→ INFORMATION GIVEN:
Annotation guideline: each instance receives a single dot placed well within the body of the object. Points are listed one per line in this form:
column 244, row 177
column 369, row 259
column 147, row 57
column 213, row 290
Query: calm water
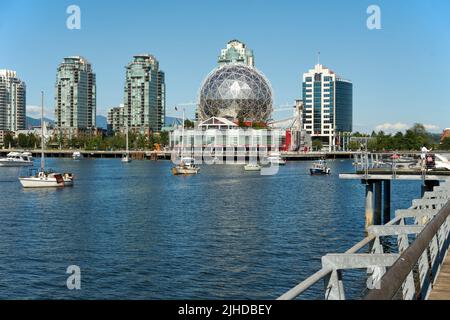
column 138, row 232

→ TASK BRIEF:
Render the listing above as a JSON list of strings, one string per line, with blank lines left out and the pictures omitted.

→ THE RESPONSE:
[
  "Annotation guideline: each instance receives a single dot placed well within the body of the object. Points are listed one per line in this form:",
  "column 244, row 177",
  "column 369, row 259",
  "column 147, row 57",
  "column 213, row 290",
  "Query: calm water",
  "column 138, row 232"
]